- PROBLEM TO SOLVE
Output the entries exactly. Start at the first line, finish with the line containing "negative clicks: (116, 117)", and omit the pictures.
Segment Start: ENTRIES SHOWN
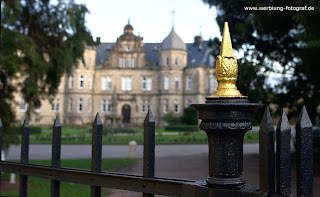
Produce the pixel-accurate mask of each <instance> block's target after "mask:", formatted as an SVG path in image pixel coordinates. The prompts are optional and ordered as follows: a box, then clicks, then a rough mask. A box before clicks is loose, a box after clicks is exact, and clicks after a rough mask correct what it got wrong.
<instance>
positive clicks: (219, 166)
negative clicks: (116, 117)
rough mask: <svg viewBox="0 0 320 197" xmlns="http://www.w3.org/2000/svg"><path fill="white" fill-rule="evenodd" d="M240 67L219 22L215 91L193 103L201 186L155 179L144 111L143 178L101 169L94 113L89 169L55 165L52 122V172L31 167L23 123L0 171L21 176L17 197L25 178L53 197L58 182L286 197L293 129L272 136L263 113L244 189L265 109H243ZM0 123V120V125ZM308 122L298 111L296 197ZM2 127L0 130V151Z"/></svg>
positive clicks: (57, 133) (290, 157) (245, 194)
mask: <svg viewBox="0 0 320 197" xmlns="http://www.w3.org/2000/svg"><path fill="white" fill-rule="evenodd" d="M237 73H238V67H237V62H236V58H235V57H234V56H233V53H232V46H231V39H230V35H229V30H228V26H227V24H225V28H224V33H223V40H222V46H221V50H220V55H219V56H218V57H217V68H216V75H217V79H218V83H219V84H218V89H217V91H216V92H215V93H214V94H213V95H212V96H210V97H208V98H207V100H206V103H205V104H192V105H191V106H192V107H194V108H196V109H197V110H198V115H199V118H200V119H201V120H202V122H201V124H200V129H202V130H204V131H205V132H206V133H207V135H208V143H209V178H208V179H207V180H204V181H191V180H180V179H171V178H161V177H155V176H154V166H155V152H154V150H155V120H154V117H153V115H152V113H151V111H150V109H149V112H148V114H147V116H146V118H145V121H144V154H143V176H136V175H130V174H121V173H115V172H104V171H101V155H102V123H101V119H100V116H99V114H97V115H96V118H95V120H94V123H93V126H92V165H91V170H79V169H72V168H64V167H61V165H60V153H61V124H60V121H59V119H58V117H57V118H56V120H55V121H54V125H53V138H52V164H51V166H43V165H35V164H29V162H28V161H29V134H30V126H29V122H28V119H27V118H26V119H25V121H24V124H23V132H22V142H21V161H20V163H15V162H7V161H0V171H2V172H11V173H16V174H20V175H21V176H20V190H19V195H20V196H27V187H28V176H35V177H41V178H45V179H50V180H51V196H54V197H56V196H59V192H60V181H67V182H74V183H80V184H86V185H91V196H94V197H97V196H101V187H108V188H117V189H124V190H130V191H136V192H142V193H143V196H145V197H146V196H148V197H152V196H154V194H160V195H165V196H181V197H194V196H195V197H220V196H223V197H224V196H228V197H229V196H250V197H263V196H291V150H290V133H291V127H290V124H289V122H288V118H287V116H286V114H285V112H283V113H282V115H281V118H280V121H279V123H278V126H277V129H276V139H277V144H276V151H275V150H274V147H275V131H274V128H273V125H272V121H271V115H270V112H269V108H268V107H266V109H265V113H264V117H263V119H262V122H261V126H260V131H259V132H260V135H259V150H260V152H259V163H260V164H259V165H260V187H259V188H257V187H254V186H249V185H246V184H245V179H244V177H243V176H242V172H243V138H244V135H245V133H246V132H247V131H248V130H250V129H251V128H252V125H251V120H252V119H253V117H254V112H255V111H257V110H258V109H259V108H261V107H263V105H261V104H257V103H249V102H248V98H247V97H245V96H242V95H241V93H240V92H239V91H238V90H237V87H236V86H235V83H236V80H237ZM0 122H1V121H0ZM312 135H313V133H312V124H311V121H310V119H309V116H308V114H307V111H306V108H305V107H303V109H302V111H301V114H300V117H299V119H298V121H297V125H296V138H297V140H296V143H297V195H298V196H313V193H312V192H313V170H312V167H313V166H312V165H313V158H312V140H313V139H312ZM1 136H2V125H1V124H0V151H1Z"/></svg>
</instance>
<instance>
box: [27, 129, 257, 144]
mask: <svg viewBox="0 0 320 197" xmlns="http://www.w3.org/2000/svg"><path fill="white" fill-rule="evenodd" d="M91 140H92V139H91V134H86V135H74V136H63V137H62V143H63V144H91ZM131 140H134V141H136V142H137V143H138V144H143V135H142V134H133V135H131V134H129V135H125V136H114V135H103V137H102V143H103V144H128V143H129V142H130V141H131ZM258 141H259V133H258V132H247V133H246V135H245V137H244V142H245V143H255V142H258ZM155 142H156V144H207V143H208V141H207V135H206V134H205V132H196V133H192V132H183V133H180V134H174V135H164V134H162V133H156V137H155ZM30 143H32V144H51V143H52V137H51V135H38V136H31V137H30Z"/></svg>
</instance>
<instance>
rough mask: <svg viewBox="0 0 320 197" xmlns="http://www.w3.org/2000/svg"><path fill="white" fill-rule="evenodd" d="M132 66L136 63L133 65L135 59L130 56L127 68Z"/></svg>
mask: <svg viewBox="0 0 320 197" xmlns="http://www.w3.org/2000/svg"><path fill="white" fill-rule="evenodd" d="M134 67H136V65H135V59H134V58H130V61H129V68H134Z"/></svg>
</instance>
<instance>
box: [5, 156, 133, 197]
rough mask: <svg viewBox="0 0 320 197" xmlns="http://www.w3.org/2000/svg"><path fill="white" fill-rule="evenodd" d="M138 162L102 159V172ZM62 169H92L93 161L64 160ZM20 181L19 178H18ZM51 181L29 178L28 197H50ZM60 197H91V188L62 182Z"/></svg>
mask: <svg viewBox="0 0 320 197" xmlns="http://www.w3.org/2000/svg"><path fill="white" fill-rule="evenodd" d="M135 161H136V160H135V159H102V170H103V171H116V170H117V169H119V168H123V167H128V166H130V165H132V164H133V163H134V162H135ZM30 163H33V164H42V165H50V164H51V161H50V160H31V161H30ZM61 166H62V167H70V168H80V169H90V167H91V160H90V159H72V160H71V159H70V160H62V161H61ZM3 177H4V178H6V177H8V173H4V175H3ZM17 181H18V176H17ZM50 184H51V183H50V180H47V179H42V178H37V177H29V185H28V196H32V197H43V196H50ZM102 192H103V194H104V195H106V194H107V191H106V190H105V189H104V190H102ZM10 195H11V196H17V195H18V193H17V192H10V193H5V194H1V196H10ZM60 196H61V197H82V196H83V197H87V196H90V186H89V185H81V184H75V183H69V182H61V186H60Z"/></svg>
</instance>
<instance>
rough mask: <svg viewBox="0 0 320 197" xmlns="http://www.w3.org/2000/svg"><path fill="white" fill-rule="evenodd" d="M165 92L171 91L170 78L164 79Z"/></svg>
mask: <svg viewBox="0 0 320 197" xmlns="http://www.w3.org/2000/svg"><path fill="white" fill-rule="evenodd" d="M163 85H164V86H163V88H164V90H169V89H170V78H169V77H168V76H165V77H164V84H163Z"/></svg>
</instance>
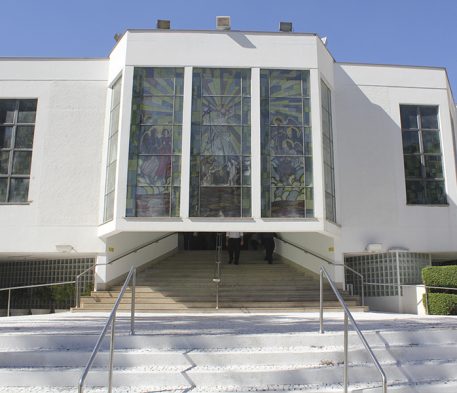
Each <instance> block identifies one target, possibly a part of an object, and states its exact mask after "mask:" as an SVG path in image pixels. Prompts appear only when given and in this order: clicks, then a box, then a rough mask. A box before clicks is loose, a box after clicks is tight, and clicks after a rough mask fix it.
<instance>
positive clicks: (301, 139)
mask: <svg viewBox="0 0 457 393" xmlns="http://www.w3.org/2000/svg"><path fill="white" fill-rule="evenodd" d="M270 132H271V136H270V137H271V141H270V148H271V154H272V155H286V156H299V155H301V156H302V155H303V131H302V128H301V127H295V126H289V127H270Z"/></svg>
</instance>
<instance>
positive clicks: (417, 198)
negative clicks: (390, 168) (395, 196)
mask: <svg viewBox="0 0 457 393" xmlns="http://www.w3.org/2000/svg"><path fill="white" fill-rule="evenodd" d="M400 115H401V129H402V139H403V162H404V167H405V180H406V202H407V203H408V204H409V205H444V204H447V199H446V189H445V184H444V171H443V163H442V161H443V160H442V154H441V141H440V130H439V122H438V107H437V106H417V105H400Z"/></svg>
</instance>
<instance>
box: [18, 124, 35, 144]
mask: <svg viewBox="0 0 457 393" xmlns="http://www.w3.org/2000/svg"><path fill="white" fill-rule="evenodd" d="M34 130H35V127H33V126H17V127H16V141H15V143H14V147H15V148H20V149H31V148H32V146H33V133H34Z"/></svg>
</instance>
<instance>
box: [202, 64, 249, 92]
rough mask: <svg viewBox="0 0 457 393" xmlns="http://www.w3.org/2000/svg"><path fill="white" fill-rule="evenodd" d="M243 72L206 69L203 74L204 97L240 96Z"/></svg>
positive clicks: (202, 79) (235, 70) (202, 84)
mask: <svg viewBox="0 0 457 393" xmlns="http://www.w3.org/2000/svg"><path fill="white" fill-rule="evenodd" d="M243 73H244V72H243V70H234V69H224V68H213V69H211V68H206V69H204V70H202V72H201V78H202V95H203V96H221V95H223V96H240V95H241V81H242V76H243Z"/></svg>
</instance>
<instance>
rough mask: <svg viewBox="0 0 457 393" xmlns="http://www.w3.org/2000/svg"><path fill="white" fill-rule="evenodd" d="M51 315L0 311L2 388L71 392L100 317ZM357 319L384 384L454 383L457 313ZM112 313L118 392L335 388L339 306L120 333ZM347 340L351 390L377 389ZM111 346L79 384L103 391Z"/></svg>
mask: <svg viewBox="0 0 457 393" xmlns="http://www.w3.org/2000/svg"><path fill="white" fill-rule="evenodd" d="M49 318H50V320H46V319H44V318H41V319H39V318H35V319H33V318H32V317H22V319H21V318H20V317H16V318H9V319H8V318H3V319H1V320H0V393H5V392H8V393H23V392H24V393H25V392H32V393H33V392H39V393H42V392H49V393H53V392H56V393H57V392H59V393H63V392H76V385H77V382H78V379H79V377H80V375H81V372H82V369H83V366H84V365H85V364H86V362H87V360H88V358H89V356H90V353H91V350H92V348H93V345H94V344H95V341H96V338H97V335H96V334H94V333H95V332H96V331H97V330H98V329H97V328H100V327H101V326H100V324H101V322H102V320H103V318H99V319H97V320H96V322H94V320H91V316H90V315H84V317H82V316H81V315H78V314H70V315H69V316H66V317H62V316H59V317H53V316H49ZM52 318H55V321H52ZM362 318H365V320H362V322H361V327H362V329H363V330H364V331H365V335H366V338H367V340H368V342H369V343H370V345H371V346H372V348H373V350H374V352H375V354H376V356H377V357H378V359H379V361H380V363H381V364H382V366H383V368H384V370H385V371H386V374H387V378H388V382H389V385H390V386H389V389H388V391H389V392H395V393H410V392H411V393H412V392H417V393H430V392H440V393H441V392H443V393H450V392H453V393H455V392H456V391H457V372H456V371H455V370H456V369H457V359H456V356H455V353H457V321H456V320H455V319H450V318H443V319H436V318H430V317H428V318H423V319H418V318H416V317H411V316H410V318H409V319H405V320H402V319H398V318H397V317H396V316H395V317H392V319H384V320H379V321H378V320H376V318H377V316H376V314H375V315H374V316H373V315H372V314H369V315H368V316H364V313H360V314H358V315H356V319H362ZM370 318H374V320H370ZM393 318H397V320H393ZM21 320H22V321H24V322H23V324H21ZM119 320H120V326H119V328H118V334H119V335H118V336H117V337H116V352H115V358H114V359H115V365H114V366H115V369H114V386H115V388H116V389H115V392H125V393H128V392H131V393H137V392H143V393H145V392H157V391H161V392H177V393H178V392H179V393H181V392H182V393H184V392H202V393H203V392H205V393H207V392H208V393H209V392H252V391H262V392H279V391H281V392H291V391H294V392H307V393H311V392H337V391H341V390H342V389H341V381H342V373H343V368H342V360H343V354H342V333H341V314H339V313H338V314H336V313H335V314H331V315H330V314H329V316H328V323H327V324H326V328H327V329H328V330H329V331H328V332H326V333H325V334H324V335H320V334H319V333H317V332H316V328H317V326H318V323H317V322H318V321H317V318H316V316H310V315H309V314H307V315H306V316H305V314H301V315H298V314H293V315H291V314H287V315H268V316H267V315H264V316H262V315H242V314H241V315H218V316H213V315H211V316H208V315H194V316H187V315H186V316H182V315H175V316H173V317H170V315H167V316H162V317H161V316H154V317H145V316H144V315H143V316H142V317H141V318H140V320H139V323H138V331H137V333H138V334H137V335H136V336H129V335H127V334H126V332H127V331H128V330H127V329H126V327H128V320H127V317H126V316H122V317H119ZM8 322H11V323H10V324H9V323H8ZM53 322H54V323H53ZM59 325H60V326H59ZM46 330H47V334H43V333H44V332H45V331H46ZM349 344H350V354H349V359H350V362H351V367H350V369H349V379H350V383H351V388H350V391H352V392H358V393H362V392H363V393H365V392H366V393H368V392H380V390H378V389H373V387H375V386H376V385H379V381H380V377H379V375H378V373H377V371H376V369H375V368H374V367H373V366H372V363H371V362H370V359H369V357H368V355H367V354H366V352H365V351H364V350H363V348H362V346H361V344H360V342H359V340H358V338H357V337H356V335H355V334H354V333H351V334H350V340H349ZM108 346H109V343H108V340H105V342H104V344H103V348H102V352H101V353H100V354H99V356H98V357H97V359H96V362H95V364H94V369H93V370H92V371H91V372H90V374H89V377H88V380H87V385H88V386H90V385H92V386H94V388H87V389H85V392H91V393H95V392H101V391H103V390H101V388H102V387H103V386H105V385H106V381H107V370H106V365H107V363H108V353H107V351H108ZM444 382H447V383H445V384H444Z"/></svg>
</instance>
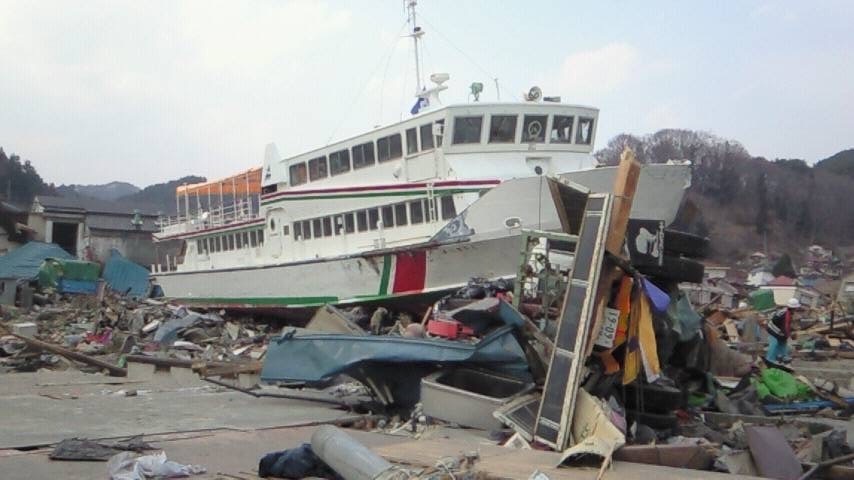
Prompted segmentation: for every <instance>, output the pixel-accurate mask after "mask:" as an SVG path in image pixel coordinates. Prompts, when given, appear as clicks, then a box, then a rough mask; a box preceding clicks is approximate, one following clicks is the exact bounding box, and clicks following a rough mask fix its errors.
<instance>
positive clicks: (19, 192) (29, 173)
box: [0, 147, 55, 208]
mask: <svg viewBox="0 0 854 480" xmlns="http://www.w3.org/2000/svg"><path fill="white" fill-rule="evenodd" d="M52 193H55V192H54V186H53V185H52V184H50V185H49V184H47V183H45V182H44V180H42V177H41V176H39V174H38V172H37V171H36V168H35V167H34V166H33V164H32V163H30V161H29V160H24V161H21V157H20V156H18V155H15V154H12V155H7V154H6V152H5V151H3V148H2V147H0V199H3V200H5V201H8V202H9V203H12V204H14V205H17V206H19V207H23V208H27V207H29V206H30V203H32V201H33V198H34V197H35V196H36V195H40V194H52Z"/></svg>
Segment End: ENTRIES SHOWN
- RESULT BELOW
Produce the pixel-accurate mask of each <instance> block's target after "mask:", formatted as an SVG path in image pixel coordinates. The prompts are optional and ordered as follows: a box, then clicks, then a rough mask. A box before clicks is loose, a box after clicks is exact, and clicks after a rough mask correct what it got wrong.
<instance>
positive clicks: (219, 166)
negative clicks: (116, 117)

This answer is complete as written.